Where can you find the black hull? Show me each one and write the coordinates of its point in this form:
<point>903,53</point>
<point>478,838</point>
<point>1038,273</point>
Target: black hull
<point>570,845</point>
************
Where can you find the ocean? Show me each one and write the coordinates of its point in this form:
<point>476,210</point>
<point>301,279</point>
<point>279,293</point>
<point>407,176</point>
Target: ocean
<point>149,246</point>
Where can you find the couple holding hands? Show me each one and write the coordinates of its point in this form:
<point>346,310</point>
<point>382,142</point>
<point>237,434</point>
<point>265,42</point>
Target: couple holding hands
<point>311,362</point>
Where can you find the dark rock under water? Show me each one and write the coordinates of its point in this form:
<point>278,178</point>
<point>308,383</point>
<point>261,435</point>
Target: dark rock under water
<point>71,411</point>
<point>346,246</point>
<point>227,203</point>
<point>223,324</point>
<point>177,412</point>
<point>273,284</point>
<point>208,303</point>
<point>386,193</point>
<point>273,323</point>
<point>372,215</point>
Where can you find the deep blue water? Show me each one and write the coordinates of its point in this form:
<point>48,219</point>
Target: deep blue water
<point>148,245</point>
************
_PROBLEM DESCRIPTION_
Copy the lines verbatim, starting with the line that contains "Where can you find the deep" and continuing up to and including the line that contains "<point>148,245</point>".

_TASK RESPONSE_
Where can you find the deep blue water? Show me each one and write the coordinates of its point in this form:
<point>48,219</point>
Target: deep blue water
<point>148,245</point>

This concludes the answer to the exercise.